**Selected excerpt:**
::::

The People: Native American Legacy

Native Americans decorated most of their crafts to make them more beautiful. They added color and designs with paint, beads, quill embroidery, and by carving and weaving. Sometimes a design or color was a symbol, that is, it stood for an idea or told a story. For example, among the Crow, the color black was a symbol for victory; arrow symbols might mean a hunt or a battle.

Each group had its own set of meanings for colors and designs to use on ceremonial crafts. These symbols could be drawn on a leather pouch or a drumskin to retell a myth or relate an important event Sometimes the maker of a ghost shirt or some other ceremonial object had a dream that revealed what design to use.

The decorative art on many everyday objects had no special meaning. Sometimes a geometric design might be called "butterfly" because the triangle shapes together on a basket looked like a butterfly. Usually, the only way to find out if a design was supposed to be a symbol with meaning was to ask the maker. Designs that showed people, birds, and animals were usually created by men. Women worked more with geometric shapes.

::::

Records of labeled points:

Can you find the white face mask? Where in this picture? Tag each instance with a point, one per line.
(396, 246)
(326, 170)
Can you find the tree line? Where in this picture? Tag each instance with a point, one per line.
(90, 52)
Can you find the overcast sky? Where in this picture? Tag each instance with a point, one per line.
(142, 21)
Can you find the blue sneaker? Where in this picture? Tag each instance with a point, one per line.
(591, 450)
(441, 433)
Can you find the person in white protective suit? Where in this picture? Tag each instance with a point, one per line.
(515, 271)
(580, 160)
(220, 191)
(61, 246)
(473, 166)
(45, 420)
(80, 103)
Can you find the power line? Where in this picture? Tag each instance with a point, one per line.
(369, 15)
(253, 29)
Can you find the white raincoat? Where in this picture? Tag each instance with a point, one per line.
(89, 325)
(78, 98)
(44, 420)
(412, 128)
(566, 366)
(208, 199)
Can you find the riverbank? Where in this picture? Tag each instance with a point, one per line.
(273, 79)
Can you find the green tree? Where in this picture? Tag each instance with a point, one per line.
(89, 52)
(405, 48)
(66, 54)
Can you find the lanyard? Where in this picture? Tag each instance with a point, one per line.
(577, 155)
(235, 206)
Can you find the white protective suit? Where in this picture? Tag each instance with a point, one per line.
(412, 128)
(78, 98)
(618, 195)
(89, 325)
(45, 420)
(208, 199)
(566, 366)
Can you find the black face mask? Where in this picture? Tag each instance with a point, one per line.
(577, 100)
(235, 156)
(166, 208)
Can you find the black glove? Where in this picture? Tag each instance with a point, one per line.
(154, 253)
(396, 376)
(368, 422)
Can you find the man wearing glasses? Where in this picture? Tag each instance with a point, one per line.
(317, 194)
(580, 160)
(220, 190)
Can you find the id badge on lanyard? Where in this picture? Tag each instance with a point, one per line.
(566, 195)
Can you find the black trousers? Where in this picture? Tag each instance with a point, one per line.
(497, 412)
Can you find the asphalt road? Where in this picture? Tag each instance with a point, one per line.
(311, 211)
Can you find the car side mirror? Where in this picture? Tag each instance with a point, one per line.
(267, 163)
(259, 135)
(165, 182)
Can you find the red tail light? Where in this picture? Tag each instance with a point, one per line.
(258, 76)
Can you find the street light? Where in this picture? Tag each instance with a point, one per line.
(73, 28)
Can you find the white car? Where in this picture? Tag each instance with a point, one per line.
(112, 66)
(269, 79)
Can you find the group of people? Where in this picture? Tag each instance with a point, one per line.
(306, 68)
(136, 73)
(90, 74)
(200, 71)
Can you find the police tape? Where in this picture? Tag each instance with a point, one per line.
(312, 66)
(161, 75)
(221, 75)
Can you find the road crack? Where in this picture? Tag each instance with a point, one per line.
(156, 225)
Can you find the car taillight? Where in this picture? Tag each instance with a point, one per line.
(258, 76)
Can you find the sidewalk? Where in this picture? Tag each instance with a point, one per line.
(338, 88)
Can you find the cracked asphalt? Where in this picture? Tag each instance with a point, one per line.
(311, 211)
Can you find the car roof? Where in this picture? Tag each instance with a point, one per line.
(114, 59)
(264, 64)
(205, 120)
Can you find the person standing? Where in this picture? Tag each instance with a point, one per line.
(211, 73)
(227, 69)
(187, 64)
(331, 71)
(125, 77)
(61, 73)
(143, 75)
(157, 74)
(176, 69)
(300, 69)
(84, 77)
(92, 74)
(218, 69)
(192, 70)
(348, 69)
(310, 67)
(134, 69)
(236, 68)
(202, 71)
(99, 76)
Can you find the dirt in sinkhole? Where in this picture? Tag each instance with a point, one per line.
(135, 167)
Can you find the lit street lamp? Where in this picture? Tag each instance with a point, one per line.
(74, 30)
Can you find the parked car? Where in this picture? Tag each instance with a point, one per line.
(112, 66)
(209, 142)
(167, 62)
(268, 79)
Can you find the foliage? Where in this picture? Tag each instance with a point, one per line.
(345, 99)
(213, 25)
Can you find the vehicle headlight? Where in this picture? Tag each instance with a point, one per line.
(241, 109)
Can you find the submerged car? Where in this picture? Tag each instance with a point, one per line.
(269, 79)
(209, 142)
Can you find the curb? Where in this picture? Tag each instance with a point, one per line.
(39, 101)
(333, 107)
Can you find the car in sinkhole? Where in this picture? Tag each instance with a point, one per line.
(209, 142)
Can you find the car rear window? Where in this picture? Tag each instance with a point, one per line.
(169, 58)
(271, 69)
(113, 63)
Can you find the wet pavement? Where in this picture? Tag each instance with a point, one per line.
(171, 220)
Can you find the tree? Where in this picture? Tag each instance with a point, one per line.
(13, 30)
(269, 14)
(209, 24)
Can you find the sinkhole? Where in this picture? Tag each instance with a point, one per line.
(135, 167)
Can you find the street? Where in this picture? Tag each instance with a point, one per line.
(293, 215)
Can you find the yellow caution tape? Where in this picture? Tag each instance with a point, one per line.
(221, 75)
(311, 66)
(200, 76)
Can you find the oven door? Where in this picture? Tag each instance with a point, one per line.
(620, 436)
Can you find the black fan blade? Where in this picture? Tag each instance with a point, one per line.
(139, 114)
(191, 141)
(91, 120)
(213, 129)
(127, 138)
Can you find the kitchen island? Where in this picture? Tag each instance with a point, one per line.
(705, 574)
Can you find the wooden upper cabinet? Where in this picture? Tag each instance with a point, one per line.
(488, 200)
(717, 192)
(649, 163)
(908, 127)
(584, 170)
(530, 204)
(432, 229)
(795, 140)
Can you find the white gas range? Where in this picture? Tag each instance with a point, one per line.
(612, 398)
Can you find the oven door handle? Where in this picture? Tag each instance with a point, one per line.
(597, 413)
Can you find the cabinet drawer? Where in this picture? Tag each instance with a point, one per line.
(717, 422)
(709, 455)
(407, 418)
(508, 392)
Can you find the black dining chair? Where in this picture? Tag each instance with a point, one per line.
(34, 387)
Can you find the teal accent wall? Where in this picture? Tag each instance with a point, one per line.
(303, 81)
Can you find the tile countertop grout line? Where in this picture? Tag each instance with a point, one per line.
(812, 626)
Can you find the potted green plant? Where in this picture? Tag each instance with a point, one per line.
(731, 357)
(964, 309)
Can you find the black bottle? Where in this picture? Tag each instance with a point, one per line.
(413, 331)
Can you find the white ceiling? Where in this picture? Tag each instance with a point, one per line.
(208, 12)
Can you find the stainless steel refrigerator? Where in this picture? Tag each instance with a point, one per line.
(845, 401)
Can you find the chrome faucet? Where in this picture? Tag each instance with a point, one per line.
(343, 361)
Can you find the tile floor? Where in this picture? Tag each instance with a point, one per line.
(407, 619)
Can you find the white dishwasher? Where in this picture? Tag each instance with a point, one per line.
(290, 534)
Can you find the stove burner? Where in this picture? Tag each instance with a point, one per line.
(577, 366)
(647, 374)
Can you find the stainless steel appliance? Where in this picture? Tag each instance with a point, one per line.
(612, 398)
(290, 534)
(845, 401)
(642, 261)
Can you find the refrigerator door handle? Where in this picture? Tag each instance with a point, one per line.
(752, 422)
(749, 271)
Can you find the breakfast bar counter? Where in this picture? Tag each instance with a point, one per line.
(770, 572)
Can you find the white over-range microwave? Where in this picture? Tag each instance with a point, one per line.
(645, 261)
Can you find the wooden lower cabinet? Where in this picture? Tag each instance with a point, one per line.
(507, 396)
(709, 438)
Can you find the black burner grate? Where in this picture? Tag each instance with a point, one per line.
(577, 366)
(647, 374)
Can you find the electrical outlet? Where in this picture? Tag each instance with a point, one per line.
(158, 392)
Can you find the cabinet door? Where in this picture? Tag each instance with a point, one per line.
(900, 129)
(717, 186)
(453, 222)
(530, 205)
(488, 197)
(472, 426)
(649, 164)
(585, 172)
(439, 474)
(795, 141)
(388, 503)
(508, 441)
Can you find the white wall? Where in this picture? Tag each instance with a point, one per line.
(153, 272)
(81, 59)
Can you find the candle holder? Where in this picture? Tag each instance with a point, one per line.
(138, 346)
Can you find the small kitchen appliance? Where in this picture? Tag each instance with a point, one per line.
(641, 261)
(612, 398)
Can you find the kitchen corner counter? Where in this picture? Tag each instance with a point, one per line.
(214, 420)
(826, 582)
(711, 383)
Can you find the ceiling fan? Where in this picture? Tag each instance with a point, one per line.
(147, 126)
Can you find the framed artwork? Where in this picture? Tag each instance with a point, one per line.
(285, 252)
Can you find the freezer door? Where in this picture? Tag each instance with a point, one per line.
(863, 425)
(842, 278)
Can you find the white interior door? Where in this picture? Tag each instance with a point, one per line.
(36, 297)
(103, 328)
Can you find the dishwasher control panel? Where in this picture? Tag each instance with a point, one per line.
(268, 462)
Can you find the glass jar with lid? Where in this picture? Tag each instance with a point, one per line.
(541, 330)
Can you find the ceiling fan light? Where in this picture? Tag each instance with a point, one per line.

::::

**Short exercise A:** From the text on Native American crafts, list every method it names for adding color and designs to crafts.
**Short exercise B:** According to the text on Native American crafts, what did the color black stand for among the Crow?
**Short exercise C:** Transcribe the passage of the text on Native American crafts starting with "The People: Native" and going on through "or a battle.".

**Worked solution A:**
- Paint
- Beads
- Quill embroidery
- Carving
- Weaving

**Worked solution B:** Victory.

**Worked solution C:**
The People: Native American Legacy

Native Americans decorated most of their crafts to make them more beautiful. They added color and designs with paint, beads, quill embroidery, and by carving and weaving. Sometimes a design or color was a symbol, that is, it stood for an idea or told a story. For example, among the Crow, the color black was a symbol for victory; arrow symbols might mean a hunt or a battle.